=== Data extract ===

========================

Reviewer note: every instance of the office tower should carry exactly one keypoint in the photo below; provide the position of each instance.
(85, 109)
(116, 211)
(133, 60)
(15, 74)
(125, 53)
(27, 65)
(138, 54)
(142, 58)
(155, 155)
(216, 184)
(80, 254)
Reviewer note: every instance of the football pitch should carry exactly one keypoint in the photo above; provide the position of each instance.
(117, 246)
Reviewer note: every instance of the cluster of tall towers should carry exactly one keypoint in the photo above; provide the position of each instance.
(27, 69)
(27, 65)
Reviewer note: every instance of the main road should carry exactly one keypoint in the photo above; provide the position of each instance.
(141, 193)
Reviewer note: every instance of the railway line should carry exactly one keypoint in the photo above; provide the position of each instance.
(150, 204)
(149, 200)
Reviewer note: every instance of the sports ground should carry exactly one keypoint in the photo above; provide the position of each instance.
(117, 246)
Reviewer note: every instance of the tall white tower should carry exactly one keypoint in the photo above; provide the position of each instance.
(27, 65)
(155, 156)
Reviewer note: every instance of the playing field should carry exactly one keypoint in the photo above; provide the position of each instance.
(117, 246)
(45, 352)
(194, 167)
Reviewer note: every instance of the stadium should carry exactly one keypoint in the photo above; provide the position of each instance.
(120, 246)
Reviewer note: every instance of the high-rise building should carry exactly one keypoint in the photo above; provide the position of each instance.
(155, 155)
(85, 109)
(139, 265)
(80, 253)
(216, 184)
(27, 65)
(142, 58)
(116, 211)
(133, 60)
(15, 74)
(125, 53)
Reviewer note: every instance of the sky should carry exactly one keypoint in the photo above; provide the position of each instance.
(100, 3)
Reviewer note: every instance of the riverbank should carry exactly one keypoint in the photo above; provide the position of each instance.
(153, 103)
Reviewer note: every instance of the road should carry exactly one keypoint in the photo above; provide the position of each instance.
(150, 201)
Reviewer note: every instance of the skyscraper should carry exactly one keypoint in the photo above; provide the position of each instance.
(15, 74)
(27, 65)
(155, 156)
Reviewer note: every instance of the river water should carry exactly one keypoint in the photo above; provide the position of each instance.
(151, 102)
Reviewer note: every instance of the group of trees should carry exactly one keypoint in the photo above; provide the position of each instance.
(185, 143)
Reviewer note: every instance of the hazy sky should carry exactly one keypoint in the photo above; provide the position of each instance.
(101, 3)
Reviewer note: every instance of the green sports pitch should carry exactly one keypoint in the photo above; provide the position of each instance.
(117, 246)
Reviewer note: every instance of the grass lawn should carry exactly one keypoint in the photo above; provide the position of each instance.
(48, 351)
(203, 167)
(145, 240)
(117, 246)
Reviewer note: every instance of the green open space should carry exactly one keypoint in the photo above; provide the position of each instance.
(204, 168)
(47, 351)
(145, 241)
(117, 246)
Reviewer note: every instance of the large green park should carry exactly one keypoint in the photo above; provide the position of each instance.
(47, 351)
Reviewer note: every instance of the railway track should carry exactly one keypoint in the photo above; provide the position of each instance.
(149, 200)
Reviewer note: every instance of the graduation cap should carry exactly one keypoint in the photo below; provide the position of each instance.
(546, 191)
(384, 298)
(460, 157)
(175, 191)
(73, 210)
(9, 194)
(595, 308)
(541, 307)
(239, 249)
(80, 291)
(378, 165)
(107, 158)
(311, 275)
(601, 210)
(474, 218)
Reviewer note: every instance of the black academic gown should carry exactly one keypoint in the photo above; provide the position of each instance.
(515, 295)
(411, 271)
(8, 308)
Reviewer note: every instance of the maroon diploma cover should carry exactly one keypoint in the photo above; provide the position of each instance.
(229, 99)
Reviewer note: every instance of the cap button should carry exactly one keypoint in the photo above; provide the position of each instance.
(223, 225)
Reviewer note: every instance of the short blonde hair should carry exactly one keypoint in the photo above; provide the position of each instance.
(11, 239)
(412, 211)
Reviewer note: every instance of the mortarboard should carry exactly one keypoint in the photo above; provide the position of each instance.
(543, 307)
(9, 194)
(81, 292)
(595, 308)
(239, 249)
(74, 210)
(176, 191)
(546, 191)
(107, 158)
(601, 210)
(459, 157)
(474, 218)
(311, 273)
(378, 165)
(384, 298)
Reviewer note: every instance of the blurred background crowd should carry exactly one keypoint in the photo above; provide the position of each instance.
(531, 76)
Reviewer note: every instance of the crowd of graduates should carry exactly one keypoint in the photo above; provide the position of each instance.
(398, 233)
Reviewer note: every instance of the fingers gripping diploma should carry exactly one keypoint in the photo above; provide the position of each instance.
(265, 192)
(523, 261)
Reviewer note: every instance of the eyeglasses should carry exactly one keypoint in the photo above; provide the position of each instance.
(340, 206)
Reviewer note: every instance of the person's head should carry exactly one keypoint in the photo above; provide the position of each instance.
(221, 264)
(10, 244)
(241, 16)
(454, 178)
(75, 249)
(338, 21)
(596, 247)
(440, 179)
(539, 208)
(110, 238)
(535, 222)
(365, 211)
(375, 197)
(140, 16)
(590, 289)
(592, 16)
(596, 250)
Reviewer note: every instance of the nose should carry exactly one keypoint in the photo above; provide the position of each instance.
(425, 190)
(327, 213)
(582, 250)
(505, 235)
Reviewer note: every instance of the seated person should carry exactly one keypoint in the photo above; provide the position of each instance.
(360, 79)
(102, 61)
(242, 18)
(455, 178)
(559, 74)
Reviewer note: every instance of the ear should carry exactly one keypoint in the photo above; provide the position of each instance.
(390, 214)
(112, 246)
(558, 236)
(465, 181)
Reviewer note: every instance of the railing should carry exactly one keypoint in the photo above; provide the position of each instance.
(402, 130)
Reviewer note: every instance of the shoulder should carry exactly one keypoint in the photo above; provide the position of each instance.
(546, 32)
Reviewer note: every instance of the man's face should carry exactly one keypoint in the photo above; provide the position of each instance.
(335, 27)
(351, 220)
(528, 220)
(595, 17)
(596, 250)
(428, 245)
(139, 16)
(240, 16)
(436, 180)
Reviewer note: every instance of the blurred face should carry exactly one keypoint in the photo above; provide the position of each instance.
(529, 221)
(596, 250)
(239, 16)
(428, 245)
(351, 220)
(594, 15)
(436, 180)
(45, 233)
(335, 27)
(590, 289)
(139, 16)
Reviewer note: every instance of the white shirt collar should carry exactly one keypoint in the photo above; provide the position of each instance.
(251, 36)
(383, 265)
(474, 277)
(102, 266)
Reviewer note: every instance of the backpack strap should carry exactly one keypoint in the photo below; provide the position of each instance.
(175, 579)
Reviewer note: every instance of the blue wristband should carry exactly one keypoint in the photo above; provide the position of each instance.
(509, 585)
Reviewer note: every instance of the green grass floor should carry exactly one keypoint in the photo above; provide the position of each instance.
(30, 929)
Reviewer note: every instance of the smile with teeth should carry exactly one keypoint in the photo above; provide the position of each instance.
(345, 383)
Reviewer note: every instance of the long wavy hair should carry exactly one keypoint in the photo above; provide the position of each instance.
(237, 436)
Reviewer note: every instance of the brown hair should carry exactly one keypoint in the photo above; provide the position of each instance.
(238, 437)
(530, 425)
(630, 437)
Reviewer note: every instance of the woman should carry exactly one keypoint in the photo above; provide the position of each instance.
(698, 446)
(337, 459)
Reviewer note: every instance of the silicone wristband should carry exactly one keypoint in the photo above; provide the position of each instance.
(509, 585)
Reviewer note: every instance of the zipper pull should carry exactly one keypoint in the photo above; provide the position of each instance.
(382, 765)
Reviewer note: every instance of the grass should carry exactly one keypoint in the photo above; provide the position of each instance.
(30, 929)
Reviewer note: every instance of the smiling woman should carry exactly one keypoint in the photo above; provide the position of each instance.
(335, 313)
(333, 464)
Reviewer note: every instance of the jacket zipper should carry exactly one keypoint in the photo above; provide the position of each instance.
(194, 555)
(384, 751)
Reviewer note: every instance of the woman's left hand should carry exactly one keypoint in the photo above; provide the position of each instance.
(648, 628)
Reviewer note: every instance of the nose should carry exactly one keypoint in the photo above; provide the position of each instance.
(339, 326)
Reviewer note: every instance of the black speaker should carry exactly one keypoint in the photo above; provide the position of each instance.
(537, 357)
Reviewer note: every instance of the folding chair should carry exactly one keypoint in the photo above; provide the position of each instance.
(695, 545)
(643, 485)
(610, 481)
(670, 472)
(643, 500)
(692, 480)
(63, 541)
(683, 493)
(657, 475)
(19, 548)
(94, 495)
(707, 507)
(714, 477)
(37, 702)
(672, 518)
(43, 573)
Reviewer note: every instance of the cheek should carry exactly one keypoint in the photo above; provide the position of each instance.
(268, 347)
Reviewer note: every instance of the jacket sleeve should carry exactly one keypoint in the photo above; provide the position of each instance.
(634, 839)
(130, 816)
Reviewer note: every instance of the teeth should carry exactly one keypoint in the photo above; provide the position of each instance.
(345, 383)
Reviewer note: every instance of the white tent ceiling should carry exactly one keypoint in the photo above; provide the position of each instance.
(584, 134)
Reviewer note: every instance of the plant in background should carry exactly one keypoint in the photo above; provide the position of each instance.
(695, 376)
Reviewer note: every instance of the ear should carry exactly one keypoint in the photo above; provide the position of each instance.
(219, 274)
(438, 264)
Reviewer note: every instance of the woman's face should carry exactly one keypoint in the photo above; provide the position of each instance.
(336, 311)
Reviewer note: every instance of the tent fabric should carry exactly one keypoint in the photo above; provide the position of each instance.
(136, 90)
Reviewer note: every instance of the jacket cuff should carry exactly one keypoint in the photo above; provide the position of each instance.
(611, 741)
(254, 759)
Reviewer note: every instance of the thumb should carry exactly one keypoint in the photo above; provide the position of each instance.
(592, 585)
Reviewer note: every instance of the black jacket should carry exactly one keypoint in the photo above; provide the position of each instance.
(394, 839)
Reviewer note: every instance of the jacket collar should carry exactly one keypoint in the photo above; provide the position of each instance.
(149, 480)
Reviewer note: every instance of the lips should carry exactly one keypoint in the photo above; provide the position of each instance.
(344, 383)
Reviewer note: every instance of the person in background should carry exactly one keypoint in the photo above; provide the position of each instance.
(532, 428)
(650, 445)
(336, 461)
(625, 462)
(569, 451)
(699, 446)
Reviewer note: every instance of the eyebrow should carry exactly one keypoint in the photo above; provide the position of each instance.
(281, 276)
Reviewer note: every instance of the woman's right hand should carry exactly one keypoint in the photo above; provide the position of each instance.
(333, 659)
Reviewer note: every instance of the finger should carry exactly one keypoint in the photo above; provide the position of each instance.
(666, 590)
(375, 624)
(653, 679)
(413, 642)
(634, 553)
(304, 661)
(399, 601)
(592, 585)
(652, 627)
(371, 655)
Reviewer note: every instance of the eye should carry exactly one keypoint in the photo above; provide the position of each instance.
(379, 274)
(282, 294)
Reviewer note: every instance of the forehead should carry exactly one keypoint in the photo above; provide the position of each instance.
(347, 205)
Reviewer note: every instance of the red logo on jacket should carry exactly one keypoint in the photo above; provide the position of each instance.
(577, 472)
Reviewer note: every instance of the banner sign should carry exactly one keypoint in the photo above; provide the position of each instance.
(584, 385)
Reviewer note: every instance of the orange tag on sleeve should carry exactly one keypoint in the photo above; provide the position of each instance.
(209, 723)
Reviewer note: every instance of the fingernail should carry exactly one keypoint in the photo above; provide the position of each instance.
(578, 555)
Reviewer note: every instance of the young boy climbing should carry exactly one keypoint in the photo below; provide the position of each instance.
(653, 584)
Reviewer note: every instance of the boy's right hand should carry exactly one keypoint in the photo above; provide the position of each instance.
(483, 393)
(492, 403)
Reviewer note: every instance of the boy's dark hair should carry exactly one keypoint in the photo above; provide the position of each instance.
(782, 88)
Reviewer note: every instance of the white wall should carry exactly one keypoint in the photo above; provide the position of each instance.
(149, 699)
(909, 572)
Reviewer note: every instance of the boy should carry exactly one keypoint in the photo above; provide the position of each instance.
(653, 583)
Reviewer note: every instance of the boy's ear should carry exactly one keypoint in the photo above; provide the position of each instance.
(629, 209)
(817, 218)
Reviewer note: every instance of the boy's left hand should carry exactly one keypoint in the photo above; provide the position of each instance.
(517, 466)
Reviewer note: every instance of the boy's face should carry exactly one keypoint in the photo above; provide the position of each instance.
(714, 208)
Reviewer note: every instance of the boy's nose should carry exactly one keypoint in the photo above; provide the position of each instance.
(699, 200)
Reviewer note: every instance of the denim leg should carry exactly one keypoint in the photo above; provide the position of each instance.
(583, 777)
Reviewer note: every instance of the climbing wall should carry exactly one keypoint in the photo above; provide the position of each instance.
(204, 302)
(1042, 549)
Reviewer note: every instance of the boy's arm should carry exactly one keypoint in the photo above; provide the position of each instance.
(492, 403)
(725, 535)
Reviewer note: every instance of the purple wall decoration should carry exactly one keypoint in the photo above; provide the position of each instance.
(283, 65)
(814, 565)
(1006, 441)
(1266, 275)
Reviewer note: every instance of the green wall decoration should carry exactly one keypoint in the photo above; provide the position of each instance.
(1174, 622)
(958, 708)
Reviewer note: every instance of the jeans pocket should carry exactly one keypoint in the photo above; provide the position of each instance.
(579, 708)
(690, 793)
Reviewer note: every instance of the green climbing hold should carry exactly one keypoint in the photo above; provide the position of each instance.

========================

=== Work required ===
Print nothing but the lines from the line with "Reviewer note: every instance of the purple" to the last line of the records above. Both of those lines count.

=== Written reply ===
Reviewer note: every instance of the purple wall decoration should carry exactly one keypoint in the photo above; provide the position of each instance.
(283, 65)
(814, 565)
(1006, 441)
(1266, 275)
Reviewer note: every instance of the green wall decoration should carry exactly one keypoint in the photo above; provide the position of each instance.
(1174, 622)
(958, 708)
Reviewer note: every instance of the jeans pocket should carry exactly one keypoint in the photo above; provide the position of each instance.
(579, 708)
(690, 793)
Reviewer note: every instance of the green climbing hold should carry exactly one keypoint in the photo above; provide the position of each instance.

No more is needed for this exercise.